◆ TASKS ◆
a. Using the ray tracer blog posts, decide whether each statement agrees with the text. Answer yes or no for each and quote the deciding words. (i) The skybox scene took 55 seconds to render. (ii) The author implemented 8-wide packet tracing with SSE2 instructions. (iii) In the bump mapping post, the author added different brdf specular implementations to the ray tracer.
b. Copy the stretch of the ray tracer blog posts from "Ceng 795 / Raytacer Part 9" through "soon as possible.".

◆ QUOTED PASSAGE ◆
1 Haziran 2017 Perşembe

Ceng 795 / Raytacer Part 9

PART 9 Global Illumination


I finally finished my monte carlo path tracer implementation. Here are the results.





 Note: For sponza scene, I coult not get the best result with many sampels in a high resolution. I will post the better one as soon as possible.

14 Mayıs 2017 Pazar

Ceng 795 / Raytacer Part 8

PART 8 Bump Mapping


This weekend, as a part of the homework, I added different brdf specular implementations to my ray tracer. Here are the different brdf models :

BlinnPhong Modified 


--------------------------------------------
BlinnPhong Modified Normalized



--------------------------------------------
BlinnPhong Original



--------------------------------------------
Phong Modified


--------------------------------------------
Phong Modified Normalized



--------------------------------------------
Phong Original


26 Nisan 2017 Çarşamba

Ceng 795 / Raytacer Part 6

PART 6 Directional lights, textures and sampling

I have completed the fifth part of the ray tracer project . Currently my ray tracer suppoprts directional lights, textures, spherical uv's , bilinear and nearest filtering and perlin noise.













Timings


ellipsoids_texture: 0.29 secs
killeroo_diffuse_specular_texture: 8.34  secs
perlin_types : 1.16 secs
simple_texture : 0.15 secs
skybox : 55 secs
sphere_texture_blend_bilinear: 0.19 secs
sphere_texture_replace_bilinear : 0.18 secs
sphere_texture_replace_nearest : 0.18 secs

18 Nisan 2017 Salı

Ceng 795 / Raytacer Part 5


PART 5 Multi Sampling , Area Lights & DOF


I have completed the fifth part of the ray tracer project . Currently my ray tracer suppoprts multi sampling and with the help of multi sampling, area lights and dof. Here are the results and their timings.








Timings


spheres_dof : 16.8 secs
metal_plates_area : 11  secs
glass_plates_point : 10 secs
glass_plates_area : 10 secs
dragon_spot_light_msaa : 21.26 secs
dragon_spot_light : 0.31 secs


9 Nisan 2017 Pazar

Ceng 795 / Raytacer Part 4


Previous Work

At the free weekend(the onen without homework), I impelemented 4-wide packet tracing with SSE2 instructions. At the end, dragon scene was being rendered in 100 ms in my i5 2500k cpu. I wanted to implement refraction and reflection with SSE but before that I wanted to add another improvement which I will talk about in my next blog. So this weeks implementation is not vectorized.

◆ DATA ROWS ◆

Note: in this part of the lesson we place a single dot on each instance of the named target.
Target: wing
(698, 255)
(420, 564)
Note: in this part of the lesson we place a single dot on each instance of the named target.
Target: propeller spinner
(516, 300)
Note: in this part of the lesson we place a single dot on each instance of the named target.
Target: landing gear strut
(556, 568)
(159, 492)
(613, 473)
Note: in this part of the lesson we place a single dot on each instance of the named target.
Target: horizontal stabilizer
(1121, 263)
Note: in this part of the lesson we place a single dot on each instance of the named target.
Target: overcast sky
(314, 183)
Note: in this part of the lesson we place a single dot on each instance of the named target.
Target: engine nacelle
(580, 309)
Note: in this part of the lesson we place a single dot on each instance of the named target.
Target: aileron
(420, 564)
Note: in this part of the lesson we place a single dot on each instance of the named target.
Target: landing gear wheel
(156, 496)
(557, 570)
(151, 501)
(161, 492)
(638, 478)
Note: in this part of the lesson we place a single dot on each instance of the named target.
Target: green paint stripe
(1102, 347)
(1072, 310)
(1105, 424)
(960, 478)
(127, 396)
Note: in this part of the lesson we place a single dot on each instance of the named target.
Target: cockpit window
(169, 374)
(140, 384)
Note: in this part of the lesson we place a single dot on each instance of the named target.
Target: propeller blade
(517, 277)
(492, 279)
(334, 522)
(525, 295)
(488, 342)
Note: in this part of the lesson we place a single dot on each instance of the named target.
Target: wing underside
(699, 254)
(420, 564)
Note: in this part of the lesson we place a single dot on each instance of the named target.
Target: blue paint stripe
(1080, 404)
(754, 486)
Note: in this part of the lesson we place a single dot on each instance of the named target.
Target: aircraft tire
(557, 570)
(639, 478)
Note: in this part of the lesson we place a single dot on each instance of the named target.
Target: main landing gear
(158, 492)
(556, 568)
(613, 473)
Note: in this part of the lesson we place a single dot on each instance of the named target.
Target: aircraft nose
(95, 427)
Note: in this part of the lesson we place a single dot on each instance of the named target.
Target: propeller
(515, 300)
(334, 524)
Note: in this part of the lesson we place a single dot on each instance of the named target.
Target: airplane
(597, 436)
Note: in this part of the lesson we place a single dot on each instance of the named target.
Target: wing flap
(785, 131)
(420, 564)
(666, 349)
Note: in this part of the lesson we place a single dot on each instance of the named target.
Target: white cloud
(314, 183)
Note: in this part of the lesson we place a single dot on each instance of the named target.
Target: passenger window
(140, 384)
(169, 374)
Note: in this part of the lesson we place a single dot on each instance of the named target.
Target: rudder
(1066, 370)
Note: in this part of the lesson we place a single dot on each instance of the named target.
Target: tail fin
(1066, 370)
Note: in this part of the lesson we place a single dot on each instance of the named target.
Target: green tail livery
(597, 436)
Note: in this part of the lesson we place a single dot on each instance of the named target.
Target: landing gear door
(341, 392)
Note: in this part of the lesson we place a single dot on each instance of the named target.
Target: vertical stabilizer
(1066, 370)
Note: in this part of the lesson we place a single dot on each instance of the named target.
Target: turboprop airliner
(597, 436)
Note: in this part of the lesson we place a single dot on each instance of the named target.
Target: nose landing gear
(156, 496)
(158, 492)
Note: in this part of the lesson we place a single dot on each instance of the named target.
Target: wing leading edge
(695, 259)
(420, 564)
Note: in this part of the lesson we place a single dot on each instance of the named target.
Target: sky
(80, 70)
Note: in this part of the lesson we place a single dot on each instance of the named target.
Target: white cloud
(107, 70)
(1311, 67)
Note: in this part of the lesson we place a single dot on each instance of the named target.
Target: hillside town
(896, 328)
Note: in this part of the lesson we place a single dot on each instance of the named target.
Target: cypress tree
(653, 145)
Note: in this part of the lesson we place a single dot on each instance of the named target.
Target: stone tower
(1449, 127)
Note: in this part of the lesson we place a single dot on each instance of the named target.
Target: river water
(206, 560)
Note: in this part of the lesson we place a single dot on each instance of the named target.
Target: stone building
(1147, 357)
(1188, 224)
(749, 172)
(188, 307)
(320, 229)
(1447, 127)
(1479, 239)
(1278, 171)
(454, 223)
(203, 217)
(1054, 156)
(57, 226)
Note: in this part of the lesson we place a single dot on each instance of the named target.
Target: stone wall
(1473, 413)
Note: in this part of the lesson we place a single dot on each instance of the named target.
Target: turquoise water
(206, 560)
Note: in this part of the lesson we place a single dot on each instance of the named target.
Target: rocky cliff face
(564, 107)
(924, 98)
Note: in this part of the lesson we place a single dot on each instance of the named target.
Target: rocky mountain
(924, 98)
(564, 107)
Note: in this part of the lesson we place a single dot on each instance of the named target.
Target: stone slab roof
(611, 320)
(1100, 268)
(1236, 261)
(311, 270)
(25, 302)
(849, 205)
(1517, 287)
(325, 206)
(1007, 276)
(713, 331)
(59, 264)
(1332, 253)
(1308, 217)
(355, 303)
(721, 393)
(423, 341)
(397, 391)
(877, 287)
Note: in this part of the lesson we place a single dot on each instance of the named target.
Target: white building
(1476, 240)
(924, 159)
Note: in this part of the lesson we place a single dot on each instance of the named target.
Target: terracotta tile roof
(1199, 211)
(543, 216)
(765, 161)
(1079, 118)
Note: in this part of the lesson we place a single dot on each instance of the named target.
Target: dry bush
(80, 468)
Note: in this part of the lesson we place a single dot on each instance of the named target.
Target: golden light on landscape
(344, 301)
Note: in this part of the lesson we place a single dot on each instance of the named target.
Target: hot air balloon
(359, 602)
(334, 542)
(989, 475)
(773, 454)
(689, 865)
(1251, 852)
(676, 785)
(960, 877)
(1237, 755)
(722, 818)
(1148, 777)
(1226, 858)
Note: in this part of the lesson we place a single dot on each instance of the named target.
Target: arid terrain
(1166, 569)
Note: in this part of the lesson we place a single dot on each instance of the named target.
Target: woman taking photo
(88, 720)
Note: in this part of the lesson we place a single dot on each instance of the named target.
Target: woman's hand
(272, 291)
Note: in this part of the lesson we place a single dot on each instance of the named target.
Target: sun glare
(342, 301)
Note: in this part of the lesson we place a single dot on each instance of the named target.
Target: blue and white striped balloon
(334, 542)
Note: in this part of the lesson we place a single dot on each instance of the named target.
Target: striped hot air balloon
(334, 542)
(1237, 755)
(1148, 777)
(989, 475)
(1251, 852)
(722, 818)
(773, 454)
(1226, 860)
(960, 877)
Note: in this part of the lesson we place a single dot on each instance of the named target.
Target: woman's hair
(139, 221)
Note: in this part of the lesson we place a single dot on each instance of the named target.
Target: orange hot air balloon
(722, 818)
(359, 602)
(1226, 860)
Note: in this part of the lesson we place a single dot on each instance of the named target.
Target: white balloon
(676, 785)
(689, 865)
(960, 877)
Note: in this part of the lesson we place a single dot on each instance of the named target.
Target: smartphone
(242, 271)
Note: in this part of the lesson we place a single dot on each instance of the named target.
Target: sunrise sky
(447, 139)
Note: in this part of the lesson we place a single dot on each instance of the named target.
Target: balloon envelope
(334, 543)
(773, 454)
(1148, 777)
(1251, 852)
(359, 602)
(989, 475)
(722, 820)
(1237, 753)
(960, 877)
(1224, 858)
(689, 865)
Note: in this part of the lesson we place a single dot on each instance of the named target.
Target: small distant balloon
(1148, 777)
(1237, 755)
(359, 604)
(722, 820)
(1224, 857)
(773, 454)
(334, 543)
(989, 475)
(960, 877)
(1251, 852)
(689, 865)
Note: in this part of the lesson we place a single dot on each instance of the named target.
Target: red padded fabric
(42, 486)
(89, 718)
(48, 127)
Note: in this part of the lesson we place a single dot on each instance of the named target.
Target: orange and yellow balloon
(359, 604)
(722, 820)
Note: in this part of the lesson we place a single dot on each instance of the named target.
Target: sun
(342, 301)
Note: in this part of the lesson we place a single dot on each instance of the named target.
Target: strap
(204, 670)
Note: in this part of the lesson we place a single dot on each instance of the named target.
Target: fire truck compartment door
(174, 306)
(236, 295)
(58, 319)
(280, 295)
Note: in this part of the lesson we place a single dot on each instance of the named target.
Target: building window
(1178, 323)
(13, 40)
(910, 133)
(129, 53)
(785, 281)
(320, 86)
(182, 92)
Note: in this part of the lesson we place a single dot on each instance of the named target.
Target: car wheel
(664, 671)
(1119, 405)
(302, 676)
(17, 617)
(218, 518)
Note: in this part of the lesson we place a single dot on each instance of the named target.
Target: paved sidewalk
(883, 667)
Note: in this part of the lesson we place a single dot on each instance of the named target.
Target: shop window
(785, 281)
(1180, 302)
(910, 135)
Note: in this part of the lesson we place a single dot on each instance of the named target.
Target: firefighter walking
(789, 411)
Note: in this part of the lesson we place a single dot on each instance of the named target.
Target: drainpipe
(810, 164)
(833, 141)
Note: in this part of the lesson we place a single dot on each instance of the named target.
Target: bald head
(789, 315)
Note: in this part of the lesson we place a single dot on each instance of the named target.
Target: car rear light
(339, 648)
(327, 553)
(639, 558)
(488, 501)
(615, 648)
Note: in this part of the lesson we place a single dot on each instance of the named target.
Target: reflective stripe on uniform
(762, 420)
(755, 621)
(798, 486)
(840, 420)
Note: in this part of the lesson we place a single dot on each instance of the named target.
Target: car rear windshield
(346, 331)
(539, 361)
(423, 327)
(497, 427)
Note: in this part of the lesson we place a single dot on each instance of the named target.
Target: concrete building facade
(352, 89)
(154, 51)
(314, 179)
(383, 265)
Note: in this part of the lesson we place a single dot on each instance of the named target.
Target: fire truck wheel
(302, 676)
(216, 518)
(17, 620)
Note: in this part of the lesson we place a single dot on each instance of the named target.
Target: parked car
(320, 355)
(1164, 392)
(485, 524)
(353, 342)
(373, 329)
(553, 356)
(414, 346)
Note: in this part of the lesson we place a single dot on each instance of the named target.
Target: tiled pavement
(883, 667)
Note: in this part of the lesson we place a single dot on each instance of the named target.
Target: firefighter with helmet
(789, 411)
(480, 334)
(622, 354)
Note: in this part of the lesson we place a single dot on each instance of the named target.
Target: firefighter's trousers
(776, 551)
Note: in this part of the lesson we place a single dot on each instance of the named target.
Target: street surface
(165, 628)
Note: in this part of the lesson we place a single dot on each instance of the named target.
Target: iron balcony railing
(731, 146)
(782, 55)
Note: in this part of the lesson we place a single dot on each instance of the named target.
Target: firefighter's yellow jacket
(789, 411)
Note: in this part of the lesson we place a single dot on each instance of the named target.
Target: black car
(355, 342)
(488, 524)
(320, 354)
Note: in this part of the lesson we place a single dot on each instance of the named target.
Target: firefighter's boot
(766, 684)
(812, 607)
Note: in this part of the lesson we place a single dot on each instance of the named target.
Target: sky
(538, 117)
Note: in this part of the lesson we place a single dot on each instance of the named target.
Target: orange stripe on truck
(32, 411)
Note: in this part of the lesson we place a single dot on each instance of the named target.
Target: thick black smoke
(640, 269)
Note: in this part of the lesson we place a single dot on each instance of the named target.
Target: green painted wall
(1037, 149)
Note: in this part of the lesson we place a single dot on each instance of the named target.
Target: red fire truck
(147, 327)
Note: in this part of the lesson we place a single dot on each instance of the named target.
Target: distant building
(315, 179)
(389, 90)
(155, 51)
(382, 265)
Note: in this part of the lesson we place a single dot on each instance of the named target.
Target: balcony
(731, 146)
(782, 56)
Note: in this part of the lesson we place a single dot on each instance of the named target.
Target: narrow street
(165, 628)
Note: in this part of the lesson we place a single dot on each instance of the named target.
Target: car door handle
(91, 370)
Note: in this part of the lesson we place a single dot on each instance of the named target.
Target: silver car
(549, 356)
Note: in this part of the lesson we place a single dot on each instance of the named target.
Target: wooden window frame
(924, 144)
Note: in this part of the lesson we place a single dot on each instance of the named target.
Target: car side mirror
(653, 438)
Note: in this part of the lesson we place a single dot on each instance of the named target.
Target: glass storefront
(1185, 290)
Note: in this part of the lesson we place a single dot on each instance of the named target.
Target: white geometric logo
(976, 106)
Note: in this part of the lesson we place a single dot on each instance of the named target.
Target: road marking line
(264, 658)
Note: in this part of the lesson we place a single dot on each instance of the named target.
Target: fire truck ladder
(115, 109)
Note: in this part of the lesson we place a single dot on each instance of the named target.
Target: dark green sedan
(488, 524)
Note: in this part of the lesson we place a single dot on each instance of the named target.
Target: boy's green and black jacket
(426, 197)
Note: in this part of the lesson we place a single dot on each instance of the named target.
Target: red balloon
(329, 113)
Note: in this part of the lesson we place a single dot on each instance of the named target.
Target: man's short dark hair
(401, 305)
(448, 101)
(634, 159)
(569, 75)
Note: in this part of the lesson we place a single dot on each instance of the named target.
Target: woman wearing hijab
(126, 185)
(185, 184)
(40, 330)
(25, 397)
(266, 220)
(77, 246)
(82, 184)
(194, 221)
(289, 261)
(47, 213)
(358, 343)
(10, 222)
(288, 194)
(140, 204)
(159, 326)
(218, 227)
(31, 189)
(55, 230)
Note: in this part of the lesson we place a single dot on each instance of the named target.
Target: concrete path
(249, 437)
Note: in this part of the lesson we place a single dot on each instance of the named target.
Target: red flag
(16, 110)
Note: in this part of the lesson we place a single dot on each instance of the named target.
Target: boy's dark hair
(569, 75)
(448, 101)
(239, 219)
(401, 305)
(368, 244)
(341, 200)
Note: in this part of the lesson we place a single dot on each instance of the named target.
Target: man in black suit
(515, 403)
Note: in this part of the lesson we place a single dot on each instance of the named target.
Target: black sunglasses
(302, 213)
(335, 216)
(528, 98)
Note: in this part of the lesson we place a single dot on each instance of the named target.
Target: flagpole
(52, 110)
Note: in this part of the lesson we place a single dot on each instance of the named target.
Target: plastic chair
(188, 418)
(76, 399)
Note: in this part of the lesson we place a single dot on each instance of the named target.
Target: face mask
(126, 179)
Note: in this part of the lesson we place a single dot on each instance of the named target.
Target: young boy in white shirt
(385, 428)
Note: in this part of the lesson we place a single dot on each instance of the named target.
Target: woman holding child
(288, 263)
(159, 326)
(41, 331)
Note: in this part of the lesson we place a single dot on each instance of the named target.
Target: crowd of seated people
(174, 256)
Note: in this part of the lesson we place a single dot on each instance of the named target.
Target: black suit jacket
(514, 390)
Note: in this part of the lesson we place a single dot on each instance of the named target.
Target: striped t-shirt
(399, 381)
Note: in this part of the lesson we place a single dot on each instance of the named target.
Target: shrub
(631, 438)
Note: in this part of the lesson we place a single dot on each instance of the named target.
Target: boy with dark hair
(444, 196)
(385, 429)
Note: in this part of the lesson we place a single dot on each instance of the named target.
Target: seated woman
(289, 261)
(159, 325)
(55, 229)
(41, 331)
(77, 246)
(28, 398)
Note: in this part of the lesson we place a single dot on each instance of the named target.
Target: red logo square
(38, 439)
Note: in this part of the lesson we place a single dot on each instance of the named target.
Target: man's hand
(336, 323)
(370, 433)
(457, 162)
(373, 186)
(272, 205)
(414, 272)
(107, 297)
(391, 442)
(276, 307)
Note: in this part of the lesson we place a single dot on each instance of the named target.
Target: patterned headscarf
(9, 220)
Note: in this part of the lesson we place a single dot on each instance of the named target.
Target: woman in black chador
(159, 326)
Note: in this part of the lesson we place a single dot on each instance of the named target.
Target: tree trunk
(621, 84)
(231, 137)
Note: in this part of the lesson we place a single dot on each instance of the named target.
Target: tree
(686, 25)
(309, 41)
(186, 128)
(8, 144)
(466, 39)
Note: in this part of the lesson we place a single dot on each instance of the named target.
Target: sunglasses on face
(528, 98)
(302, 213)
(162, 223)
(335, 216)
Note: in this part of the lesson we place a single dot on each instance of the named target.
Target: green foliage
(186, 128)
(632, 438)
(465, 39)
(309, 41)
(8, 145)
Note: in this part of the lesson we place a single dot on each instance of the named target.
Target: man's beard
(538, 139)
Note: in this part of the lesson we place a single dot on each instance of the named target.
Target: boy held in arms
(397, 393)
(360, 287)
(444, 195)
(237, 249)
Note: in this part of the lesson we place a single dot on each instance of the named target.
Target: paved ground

◆ SOLUTIONS TO THE PROBLEMS ◆
a.
(i) Yes: "skybox : 55 secs"
(ii) No: "I impelemented 4-wide packet tracing with SSE2 instructions"
(iii) Yes: "I added different brdf specular implementations to my ray tracer"

b.
Ceng 795 / Raytacer Part 9

PART 9 Global Illumination


I finally finished my monte carlo path tracer implementation. Here are the results.





 Note: For sponza scene, I coult not get the best result with many sampels in a high resolution. I will post the better one as soon as possible.